WORK INSTRUCTIONS:
Reproduce the data that follows in its entirety, character for character.

───

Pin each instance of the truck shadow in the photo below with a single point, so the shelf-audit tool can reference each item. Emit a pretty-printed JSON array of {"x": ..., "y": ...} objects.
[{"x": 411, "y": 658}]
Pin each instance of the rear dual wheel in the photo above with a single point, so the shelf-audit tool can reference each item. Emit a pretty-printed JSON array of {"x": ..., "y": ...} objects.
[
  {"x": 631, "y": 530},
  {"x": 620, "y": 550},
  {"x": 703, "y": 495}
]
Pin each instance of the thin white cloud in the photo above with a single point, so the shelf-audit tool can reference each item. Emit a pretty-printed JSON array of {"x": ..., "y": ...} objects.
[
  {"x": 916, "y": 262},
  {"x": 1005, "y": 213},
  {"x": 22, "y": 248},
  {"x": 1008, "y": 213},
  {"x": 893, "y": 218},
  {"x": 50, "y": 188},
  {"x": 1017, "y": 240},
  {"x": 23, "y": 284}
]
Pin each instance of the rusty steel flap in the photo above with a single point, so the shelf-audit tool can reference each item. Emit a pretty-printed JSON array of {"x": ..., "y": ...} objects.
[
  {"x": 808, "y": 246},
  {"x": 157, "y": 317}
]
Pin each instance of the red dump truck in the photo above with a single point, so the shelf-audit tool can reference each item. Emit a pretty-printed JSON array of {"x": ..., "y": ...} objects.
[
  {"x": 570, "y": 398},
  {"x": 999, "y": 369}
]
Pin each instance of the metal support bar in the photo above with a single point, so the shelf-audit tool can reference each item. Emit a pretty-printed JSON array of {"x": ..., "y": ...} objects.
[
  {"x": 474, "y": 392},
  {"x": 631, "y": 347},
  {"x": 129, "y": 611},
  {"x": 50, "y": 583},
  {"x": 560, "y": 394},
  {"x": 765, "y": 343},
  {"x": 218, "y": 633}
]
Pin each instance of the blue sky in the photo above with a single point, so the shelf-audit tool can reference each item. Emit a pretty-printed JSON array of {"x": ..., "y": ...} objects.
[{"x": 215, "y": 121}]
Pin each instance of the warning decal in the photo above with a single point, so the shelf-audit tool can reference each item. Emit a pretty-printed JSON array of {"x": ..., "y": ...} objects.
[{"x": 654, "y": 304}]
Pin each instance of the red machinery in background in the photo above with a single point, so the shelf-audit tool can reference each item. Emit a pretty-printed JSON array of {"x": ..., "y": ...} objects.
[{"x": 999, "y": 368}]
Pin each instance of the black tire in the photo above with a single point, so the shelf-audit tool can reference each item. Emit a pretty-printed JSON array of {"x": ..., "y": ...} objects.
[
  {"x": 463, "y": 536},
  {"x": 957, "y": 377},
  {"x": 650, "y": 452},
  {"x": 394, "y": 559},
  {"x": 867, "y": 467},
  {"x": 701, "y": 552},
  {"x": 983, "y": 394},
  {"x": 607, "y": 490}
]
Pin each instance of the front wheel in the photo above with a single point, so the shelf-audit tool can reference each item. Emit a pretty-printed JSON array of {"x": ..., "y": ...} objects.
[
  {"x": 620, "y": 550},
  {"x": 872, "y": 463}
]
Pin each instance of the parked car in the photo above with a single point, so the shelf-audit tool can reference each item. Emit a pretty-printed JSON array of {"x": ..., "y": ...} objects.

───

EXPECTED ANSWER:
Pin each instance of the truck shadow in the photo below with a single point, so the shelf-audit tool can reference each item. Emit a pretty-printed JSON array of {"x": ..., "y": ...} objects.
[{"x": 411, "y": 658}]
Pin each instance of the rear dual wheel in the photo above with a single point, so the shelf-audit tool can reference each item. Emit a pretty-printed JSON array of {"x": ..., "y": ...} objects.
[
  {"x": 631, "y": 530},
  {"x": 620, "y": 550},
  {"x": 703, "y": 495}
]
Pin each instance of the thin white cloud in the photo above with a single point, so the shelf-audit tool can reference each item. Emit a pretty-printed JSON array of {"x": ..., "y": ...} objects.
[
  {"x": 916, "y": 262},
  {"x": 1005, "y": 213},
  {"x": 22, "y": 248},
  {"x": 1008, "y": 213},
  {"x": 893, "y": 218},
  {"x": 50, "y": 188},
  {"x": 1017, "y": 240},
  {"x": 23, "y": 284}
]
Pin each instance of the rusty steel flap in the photo above with a single point, so the shelf-audit tool can reference each item. Emit a pretty-printed JSON array of {"x": ..., "y": ...} objects.
[
  {"x": 808, "y": 246},
  {"x": 157, "y": 317}
]
Pin each instance of the red dump truck in the photo above with a single point, so the shelf-audit tool can reference each item. Emit a pretty-printed JSON array of {"x": ..., "y": ...} objects.
[
  {"x": 570, "y": 398},
  {"x": 999, "y": 369}
]
Pin each instance of the metal support bar in the photo above with a single point, so the shelf-audit tool can reference each item. Emit a pretty-printed JSON array of {"x": ..., "y": ...} objects.
[
  {"x": 474, "y": 392},
  {"x": 631, "y": 347},
  {"x": 129, "y": 611},
  {"x": 50, "y": 583},
  {"x": 560, "y": 394},
  {"x": 765, "y": 343},
  {"x": 218, "y": 633}
]
Pin each instance of the blue sky in the photo above with a single point, so the shelf-audit tool can reference each item. Emit a pretty-printed JSON array of {"x": ..., "y": ...} objects.
[{"x": 215, "y": 121}]
Pin each instance of the warning decal in the photo above with a single point, so the shelf-audit tool can reference each item. Emit a pretty-printed JSON array of {"x": ..., "y": ...} objects.
[{"x": 654, "y": 304}]
Pin each instance of the red machinery in background in the photo above with a single point, so the shelf-audit tool can reference each item. Emit a pretty-printed JSON array of {"x": ..., "y": ...} objects.
[{"x": 999, "y": 368}]
Pin each instance of the black tire in the photo above with a single point, so the shelf-audit tool can reference each item. Emit a pretty-printed JSON array of {"x": ..., "y": ...} objects.
[
  {"x": 463, "y": 536},
  {"x": 957, "y": 377},
  {"x": 650, "y": 452},
  {"x": 394, "y": 559},
  {"x": 867, "y": 467},
  {"x": 701, "y": 552},
  {"x": 983, "y": 394},
  {"x": 607, "y": 490}
]
Pin each instance of the front wheel in the photo above with a single point, so the shelf-audit tool can reference each item. Emit a pretty-printed JSON array of {"x": ..., "y": ...} objects.
[
  {"x": 620, "y": 550},
  {"x": 872, "y": 463}
]
Pin each instance of the parked car in the photo above with a single point, so the shelf-audit tool can reference each item. Emit a pretty-printed JSON array of {"x": ..., "y": ...} objects.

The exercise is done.